### TASKS TO CARRY OUT:
**A)** Could you quote the article on low vision during the pandemic, starting with "When a barista" and going on through "that’s her cue."?
**B)** Can you continue the article on low vision during the pandemic from where it stops?

+++ SELECTED TEXT +++

When a barista waves at Gina Huylenbroeck to step up and make an order, she doesn’t react.
As a person with low vision, she’s unaware an interaction even took place. When a voice says, “next” – that’s her cue.
“[People who are blind] have had to learn how to adapt to a world that favours those who are visually capable,” said Huylenbroeck, a peer support coordinator at Victoria Disability Resource Centre.
“We need to touch, feel and sense things to understand what they are. I like to think that it’s our way of seeing differently.”
The Victoria woman says the lack of social interaction during the pandemic has made it tougher for people who are blind to feel confident day-to-day. Something as simple as getting to a coffee shop can be a challenge.
Not only does she have to navigate the hustle and bustle of a busy sidewalk, but face coverings can inhibit her sense of smell, which helps her determine whether she passed a target landmark, such as a restaurant or bakery.
Once she arrives, she’s not sure whether to enter as each storefront has a different maximum amount of people allowed inside at one time. At the counter, it’s hard to tell where a voice is coming from with the sound dispersed through Plexiglas. With every exit-only door she walks out of, she takes a moment to gather her bearings.

+++ AVAILABLE DATA +++

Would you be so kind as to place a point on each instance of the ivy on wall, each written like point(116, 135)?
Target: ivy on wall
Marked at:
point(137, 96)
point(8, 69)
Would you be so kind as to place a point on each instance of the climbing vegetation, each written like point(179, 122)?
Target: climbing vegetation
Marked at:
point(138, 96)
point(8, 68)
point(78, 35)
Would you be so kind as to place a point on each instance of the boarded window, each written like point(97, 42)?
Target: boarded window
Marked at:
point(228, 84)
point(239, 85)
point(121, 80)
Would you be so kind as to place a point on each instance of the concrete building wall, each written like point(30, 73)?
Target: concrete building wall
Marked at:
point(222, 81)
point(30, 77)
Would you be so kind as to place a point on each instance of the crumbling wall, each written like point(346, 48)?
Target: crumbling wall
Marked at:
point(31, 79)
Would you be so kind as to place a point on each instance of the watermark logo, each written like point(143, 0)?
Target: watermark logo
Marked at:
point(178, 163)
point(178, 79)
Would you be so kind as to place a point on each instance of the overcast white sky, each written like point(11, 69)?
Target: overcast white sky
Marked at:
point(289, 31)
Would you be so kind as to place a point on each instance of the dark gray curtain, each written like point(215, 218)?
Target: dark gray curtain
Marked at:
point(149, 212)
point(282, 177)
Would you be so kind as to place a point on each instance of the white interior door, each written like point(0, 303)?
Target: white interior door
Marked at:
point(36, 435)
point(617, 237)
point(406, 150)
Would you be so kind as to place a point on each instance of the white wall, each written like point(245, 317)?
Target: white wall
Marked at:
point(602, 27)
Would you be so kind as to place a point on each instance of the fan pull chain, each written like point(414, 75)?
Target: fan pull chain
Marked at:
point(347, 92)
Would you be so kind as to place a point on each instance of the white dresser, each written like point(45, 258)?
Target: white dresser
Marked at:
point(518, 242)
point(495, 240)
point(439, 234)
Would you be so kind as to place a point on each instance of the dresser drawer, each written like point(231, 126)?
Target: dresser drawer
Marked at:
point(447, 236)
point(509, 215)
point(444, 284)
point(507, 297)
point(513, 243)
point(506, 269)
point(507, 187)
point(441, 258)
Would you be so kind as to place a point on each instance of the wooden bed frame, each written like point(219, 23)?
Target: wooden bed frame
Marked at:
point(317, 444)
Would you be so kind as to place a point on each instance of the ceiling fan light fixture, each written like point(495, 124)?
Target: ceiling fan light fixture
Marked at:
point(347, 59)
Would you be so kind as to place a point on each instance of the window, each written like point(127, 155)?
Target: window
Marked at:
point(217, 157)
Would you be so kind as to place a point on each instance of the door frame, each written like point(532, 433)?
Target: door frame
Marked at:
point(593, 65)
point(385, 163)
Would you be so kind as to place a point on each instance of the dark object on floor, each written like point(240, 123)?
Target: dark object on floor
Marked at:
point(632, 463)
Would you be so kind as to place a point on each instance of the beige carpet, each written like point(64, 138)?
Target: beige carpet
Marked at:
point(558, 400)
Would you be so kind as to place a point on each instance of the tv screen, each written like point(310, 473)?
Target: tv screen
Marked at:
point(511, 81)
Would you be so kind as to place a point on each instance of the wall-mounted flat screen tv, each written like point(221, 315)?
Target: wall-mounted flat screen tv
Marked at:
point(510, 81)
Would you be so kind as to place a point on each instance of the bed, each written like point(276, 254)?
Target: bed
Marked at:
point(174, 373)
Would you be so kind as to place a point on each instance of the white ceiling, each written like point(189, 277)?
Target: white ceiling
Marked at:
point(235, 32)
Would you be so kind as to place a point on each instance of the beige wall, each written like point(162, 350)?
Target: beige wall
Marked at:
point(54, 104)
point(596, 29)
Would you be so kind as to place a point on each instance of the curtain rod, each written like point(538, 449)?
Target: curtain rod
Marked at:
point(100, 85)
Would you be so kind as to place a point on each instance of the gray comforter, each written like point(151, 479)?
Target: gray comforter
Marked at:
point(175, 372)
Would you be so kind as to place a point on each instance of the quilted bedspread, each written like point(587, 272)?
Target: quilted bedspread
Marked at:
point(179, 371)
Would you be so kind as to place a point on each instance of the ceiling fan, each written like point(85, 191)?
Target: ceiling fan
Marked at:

+++

### SET OF ANSWERS:
**A)**
When a barista waves at Gina Huylenbroeck to step up and make an order, she doesn’t react.
As a person with low vision, she’s unaware an interaction even took place. When a voice says, “next” – that’s her cue.

**B)**
But Gina is prepared for whatever obstacle life may throw at her.
The 46-year-old was diagnosed with progressive cone dystrophy at 19, which meant her central vision would gradually deteriorate while her peripheral vision would also worsen. In 2016, she decided to attend a full-time training centre for the blind in Louisiana, USA.
After nine months of intensive training, she returned to Victoria with a renewed sense of independence.
“I was worried for a long time about the stigma around cane usage,” Huylenbroeck said. “I can’t see someone’s face for their reaction so it doesn’t matter what they think. I’m able to enjoy more things in life with the help of my cane.”
That freedom isn’t something every person with blindness enjoys.
In Canada, there are no full-time training programs available for people with blindness. Huylenbroeck used a grant and funds from a GoFundMe to travel and pay for her training.
“You can’t just learn how to be confident overnight,” said Elizabeth Lalonde, executive director at Pacific Training Centre for the Blind. She has the same condition as Huylenbroeck and completed the same training in 2010.
She oversees Blind People in Charge, a part-time program in Victoria teaching skills for people with blindness to be self-reliant since 2014.
The program provides non-visual training such as understanding Braille, cooking and cleaning, travelling with a cane and using phones and laptops. It can be tailored to the individual based on what they’re looking for and how much time they can commit.
“We provide these free of charge because we believe it’s a basic right,” Lalonde said. “It’s been especially tough during the pandemic because we can’t meet in person as much and most training is very hands-on.”
Due to the pandemic, most instructors reach out to their students over Zoom or phone call. Tactile-skills such as cooking or learning how to cross a street can’t be easily taught without a guiding hand.
In September, the centre opened again to limited in-person meetings.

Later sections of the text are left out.